SUPPLIED PASSAGE —
▼▼▼

BERYL A. HOWELL, United States District Judge.
The defendant, Dante Sheffield, was convicted at trial of unlawful possession with intent to distribute 100 grams or more of PCP in 2011. Verdict Form at 1, ECF No. 68. The defendant now challenges his conviction on Sixth Amendment grounds, contending that his trial counsel was ineffective. See Def.'s Pro Se Supplemental Pleadings ("February 2014 Filing") at 2, ECF No. 123; Def.'s Amend. Pro Se Supplemental Pleadings Pursuant to Fed. R. Civ. P. 33 Alleging Ineffective [sic] of Counsel ("April 2014 Filing") at 1, ECF No 124. For the reasons set forth below, the defendant's request for relief is denied.
The defendant was arrested, along with his co-defendant, Brande Dudley, on June 8, 2011, following a traffic stop. See United States v. Sheffield, 799 F.Supp.2d 22, 25-26 (D.D.C.2011).

▲▲▲

DATA SECTION —
▼▼▼

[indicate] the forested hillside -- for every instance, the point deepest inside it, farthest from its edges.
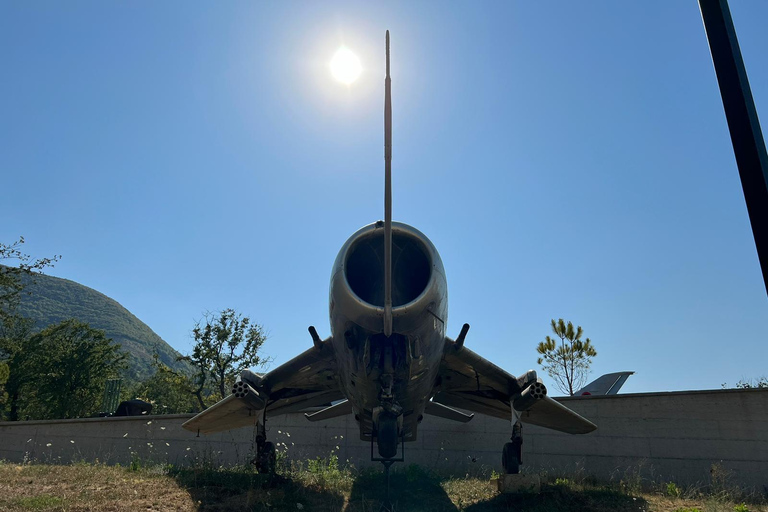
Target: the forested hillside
(48, 300)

▲▲▲

WHAT TO WORK ON —
Write out the part of the court opinion above verbatim, starting at "The defendant, Dante" and ending at "relief is denied.".

CORRECT OUTPUT —
The defendant, Dante Sheffield, was convicted at trial of unlawful possession with intent to distribute 100 grams or more of PCP in 2011. Verdict Form at 1, ECF No. 68. The defendant now challenges his conviction on Sixth Amendment grounds, contending that his trial counsel was ineffective. See Def.'s Pro Se Supplemental Pleadings ("February 2014 Filing") at 2, ECF No. 123; Def.'s Amend. Pro Se Supplemental Pleadings Pursuant to Fed. R. Civ. P. 33 Alleging Ineffective [sic] of Counsel ("April 2014 Filing") at 1, ECF No 124. For the reasons set forth below, the defendant's request for relief is denied.